_EXERCISE DESCRIPTION_: For each line below that contains the word "green", make a copy.
PROVIDED RECORDS section start
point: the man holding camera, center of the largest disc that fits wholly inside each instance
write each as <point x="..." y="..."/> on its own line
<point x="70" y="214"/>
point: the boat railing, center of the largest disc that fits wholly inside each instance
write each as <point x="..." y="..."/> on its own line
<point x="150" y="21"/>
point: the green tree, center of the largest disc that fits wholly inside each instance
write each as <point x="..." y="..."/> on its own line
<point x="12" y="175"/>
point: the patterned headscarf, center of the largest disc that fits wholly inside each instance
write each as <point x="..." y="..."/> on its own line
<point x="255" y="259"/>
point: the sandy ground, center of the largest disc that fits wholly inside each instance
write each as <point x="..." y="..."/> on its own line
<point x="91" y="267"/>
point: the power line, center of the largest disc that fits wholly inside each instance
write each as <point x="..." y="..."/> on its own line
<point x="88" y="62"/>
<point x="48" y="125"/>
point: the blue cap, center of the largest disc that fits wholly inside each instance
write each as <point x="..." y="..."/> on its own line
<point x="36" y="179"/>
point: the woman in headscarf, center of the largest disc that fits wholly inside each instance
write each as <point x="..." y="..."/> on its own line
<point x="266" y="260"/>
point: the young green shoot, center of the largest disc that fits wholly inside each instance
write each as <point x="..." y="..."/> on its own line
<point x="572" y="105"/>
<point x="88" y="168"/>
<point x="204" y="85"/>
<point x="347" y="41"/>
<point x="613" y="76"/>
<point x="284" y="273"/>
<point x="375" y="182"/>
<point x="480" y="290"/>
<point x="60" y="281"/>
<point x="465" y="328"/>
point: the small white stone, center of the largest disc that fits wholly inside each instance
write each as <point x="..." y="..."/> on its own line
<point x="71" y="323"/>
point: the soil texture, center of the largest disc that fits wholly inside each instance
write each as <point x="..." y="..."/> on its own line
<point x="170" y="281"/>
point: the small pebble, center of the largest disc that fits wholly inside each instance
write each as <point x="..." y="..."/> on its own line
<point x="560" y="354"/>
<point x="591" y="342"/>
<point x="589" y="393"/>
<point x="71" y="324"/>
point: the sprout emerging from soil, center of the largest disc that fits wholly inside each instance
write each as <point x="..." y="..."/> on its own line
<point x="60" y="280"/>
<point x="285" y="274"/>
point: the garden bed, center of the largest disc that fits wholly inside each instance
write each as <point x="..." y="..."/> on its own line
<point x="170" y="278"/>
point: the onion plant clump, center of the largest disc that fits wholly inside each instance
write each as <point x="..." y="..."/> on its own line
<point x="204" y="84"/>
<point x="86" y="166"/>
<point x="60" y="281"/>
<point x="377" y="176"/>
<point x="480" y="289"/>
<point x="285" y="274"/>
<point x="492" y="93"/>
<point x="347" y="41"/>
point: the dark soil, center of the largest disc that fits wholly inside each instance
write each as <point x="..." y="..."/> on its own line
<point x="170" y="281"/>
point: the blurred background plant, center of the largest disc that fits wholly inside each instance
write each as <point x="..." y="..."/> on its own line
PROVIDED RECORDS section end
_REPLY TO THE TASK_:
point: the green tree, center of the largest disc that fits wholly inside each instance
point: the young green shoot, center of the largest disc that fits wholly inside each instance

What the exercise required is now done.